Copy out the listing below, swapping every "Annotation spec" for "Labeling spec" and keeping everything else the same, but omit the pictures.

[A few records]
++++
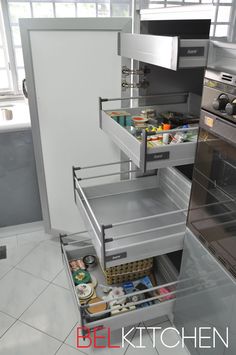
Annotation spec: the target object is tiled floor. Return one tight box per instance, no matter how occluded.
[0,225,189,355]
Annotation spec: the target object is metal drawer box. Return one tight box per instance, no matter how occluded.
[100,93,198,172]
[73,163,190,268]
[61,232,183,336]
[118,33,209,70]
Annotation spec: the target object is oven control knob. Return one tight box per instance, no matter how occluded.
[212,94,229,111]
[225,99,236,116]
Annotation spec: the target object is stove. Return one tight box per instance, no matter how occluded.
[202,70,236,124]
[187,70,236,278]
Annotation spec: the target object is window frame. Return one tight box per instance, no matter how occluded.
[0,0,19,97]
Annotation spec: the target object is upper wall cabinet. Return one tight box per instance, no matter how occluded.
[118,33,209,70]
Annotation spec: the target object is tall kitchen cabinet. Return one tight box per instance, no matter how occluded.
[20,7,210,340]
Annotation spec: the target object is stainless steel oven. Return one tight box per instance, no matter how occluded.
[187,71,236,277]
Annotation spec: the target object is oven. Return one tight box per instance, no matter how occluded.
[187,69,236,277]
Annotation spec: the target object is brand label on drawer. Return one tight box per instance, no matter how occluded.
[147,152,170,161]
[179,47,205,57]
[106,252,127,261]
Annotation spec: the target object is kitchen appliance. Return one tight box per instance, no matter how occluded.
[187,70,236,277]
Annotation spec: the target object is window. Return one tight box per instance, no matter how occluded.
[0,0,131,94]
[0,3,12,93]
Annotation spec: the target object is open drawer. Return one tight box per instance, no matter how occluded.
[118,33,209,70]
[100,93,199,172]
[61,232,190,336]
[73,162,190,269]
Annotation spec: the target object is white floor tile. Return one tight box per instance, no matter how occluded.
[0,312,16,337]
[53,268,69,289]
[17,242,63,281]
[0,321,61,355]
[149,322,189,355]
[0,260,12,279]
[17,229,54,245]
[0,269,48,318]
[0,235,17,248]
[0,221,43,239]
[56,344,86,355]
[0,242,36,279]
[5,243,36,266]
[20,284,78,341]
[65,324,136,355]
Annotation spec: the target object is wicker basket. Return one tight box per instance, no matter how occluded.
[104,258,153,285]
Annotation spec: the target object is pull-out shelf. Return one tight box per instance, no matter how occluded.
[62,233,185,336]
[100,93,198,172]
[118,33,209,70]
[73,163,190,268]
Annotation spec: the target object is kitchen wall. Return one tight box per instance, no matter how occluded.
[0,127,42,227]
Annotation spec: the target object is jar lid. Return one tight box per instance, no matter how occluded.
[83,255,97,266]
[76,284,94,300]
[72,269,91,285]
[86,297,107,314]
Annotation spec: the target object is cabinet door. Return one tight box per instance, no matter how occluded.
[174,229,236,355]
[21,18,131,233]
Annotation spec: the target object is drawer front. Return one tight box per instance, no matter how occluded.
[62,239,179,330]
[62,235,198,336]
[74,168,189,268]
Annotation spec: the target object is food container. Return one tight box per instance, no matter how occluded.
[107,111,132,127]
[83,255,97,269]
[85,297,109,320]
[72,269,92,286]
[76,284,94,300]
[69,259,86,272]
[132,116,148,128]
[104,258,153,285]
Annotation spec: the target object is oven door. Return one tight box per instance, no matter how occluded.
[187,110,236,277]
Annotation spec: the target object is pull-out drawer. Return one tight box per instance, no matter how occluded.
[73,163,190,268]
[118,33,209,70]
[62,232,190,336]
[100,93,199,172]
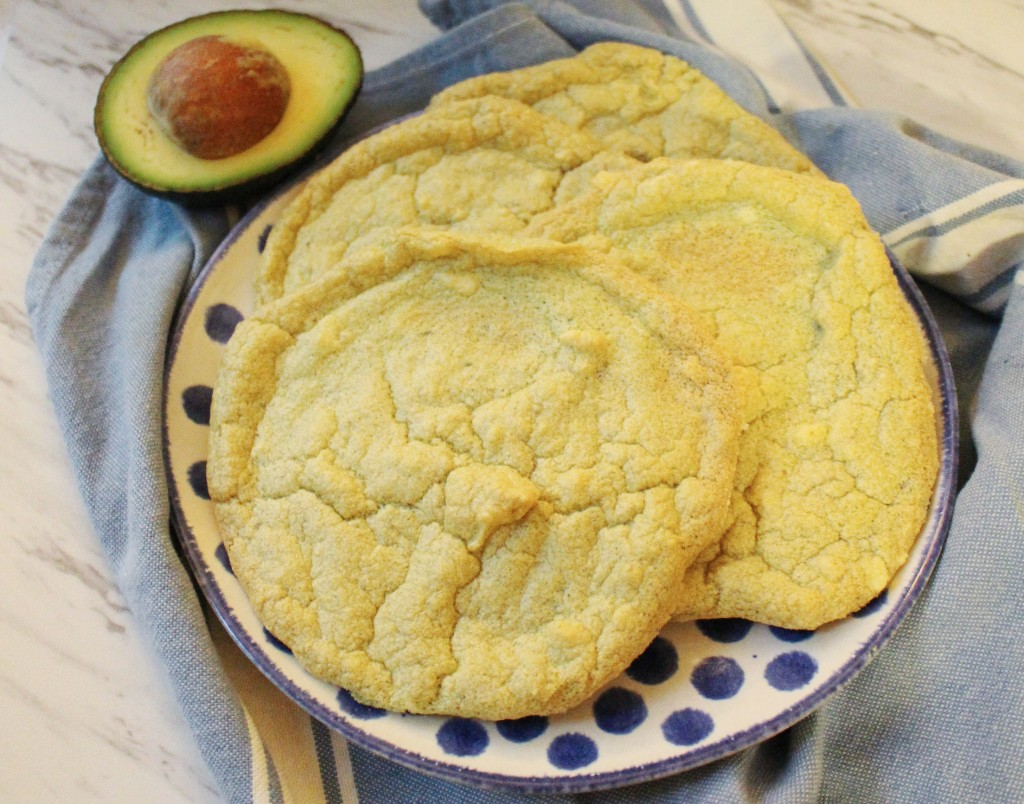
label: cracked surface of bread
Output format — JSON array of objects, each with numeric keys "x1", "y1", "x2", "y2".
++++
_FULL OUTPUT_
Labeling spec: the target object is tiled floor. Return one tight box per instance, no matter how occluded.
[0,225,189,355]
Labeling spec: the target object is metal drawer box. Return one tight box per instance, no matter how occluded.
[100,93,198,172]
[73,163,190,268]
[61,232,183,336]
[118,33,209,70]
Labeling spec: the target object is oven control knob. Return one tight box per instance, no matter how occluded.
[212,94,229,111]
[225,99,236,116]
Labeling spec: the target object is stove. Return one tight box per instance, no matter how occluded.
[202,70,236,124]
[187,70,236,278]
Labeling spec: the target object is window frame. Return one tight box per instance, no matter how occluded.
[0,0,19,97]
Labeling spec: the target object is upper wall cabinet. Return one tight box per instance, no matter how occluded.
[118,33,209,70]
Labeling spec: the target object is tall kitchen cabinet. Return one tight box per instance, no matter how occluded.
[20,7,210,340]
Labeling spec: the target object is stainless steel oven. Return one tight box per instance, no matter how occluded.
[187,71,236,277]
Labeling spec: the target object is oven. Return one tight box per instance, no matter how occluded.
[187,69,236,277]
Labeling spec: the target object is brand label on drawer. Return one tight box per instance, no matter how occluded.
[147,152,170,161]
[179,47,205,57]
[106,252,127,261]
Labeling spec: the target object is kitchen appliance. Return one tight box per instance, no matter how occluded.
[187,70,236,277]
Labeling spec: the target object is window. Return one tight box per instance, no matter how occluded.
[0,0,131,94]
[0,3,12,93]
Labeling spec: the target object is open drawer. Return one tight box per instance, no matter how occluded.
[118,33,209,70]
[100,93,199,172]
[61,232,190,336]
[73,162,190,269]
Labeling spec: the target object is white floor tile. Return one tight box per instance, no matter how occluded.
[0,312,16,337]
[53,268,69,289]
[17,242,63,281]
[0,321,61,355]
[149,322,189,355]
[0,260,12,279]
[17,229,54,245]
[0,269,48,318]
[0,235,17,248]
[0,221,43,239]
[56,344,86,355]
[0,242,36,279]
[5,243,36,266]
[20,284,78,341]
[65,324,136,355]
Labeling spec: the target object is wicker basket. Return one tight box per instance, no matter how occluded.
[104,258,153,285]
Labeling spec: the target object is pull-out shelf. Return one tight box per instance, no matter how occluded.
[62,233,185,336]
[100,93,198,172]
[118,33,209,70]
[73,163,190,268]
Labeling spec: the target object is kitchen wall. Return one tight box per instance, no matter how occluded.
[0,127,42,227]
Labeling spec: the target object is jar lid. Return one tight box per instance, no matter how occluded.
[83,255,97,266]
[76,284,94,300]
[72,269,91,285]
[86,297,107,314]
Labeling spec: the target object is cabinet door. Return one tight box per instance, no matter how occluded.
[174,229,236,355]
[21,18,131,233]
Labeling spec: the target object is drawer front. Return one tight box per instance, no matter how occluded.
[62,239,179,330]
[62,235,198,336]
[74,168,189,268]
Labeling spec: the target object is food container. Return one tight box per instance, no matter how occluded.
[107,111,132,127]
[83,255,97,269]
[85,297,109,320]
[72,269,92,286]
[76,284,94,300]
[69,259,86,272]
[132,116,148,128]
[104,258,153,285]
Labeling spec: the target object is oven door. Return one tight box per instance, no matter how occluded.
[187,110,236,277]
Labeling spec: the target object is pull-out drawer. Return one tight box per instance, no matter how occluded.
[73,163,190,268]
[118,33,209,70]
[62,232,190,336]
[100,93,199,172]
label: cracked surface of bread
Output format — JSON array of objects, each with numeric keys "x1", "y1", "x2", "y2".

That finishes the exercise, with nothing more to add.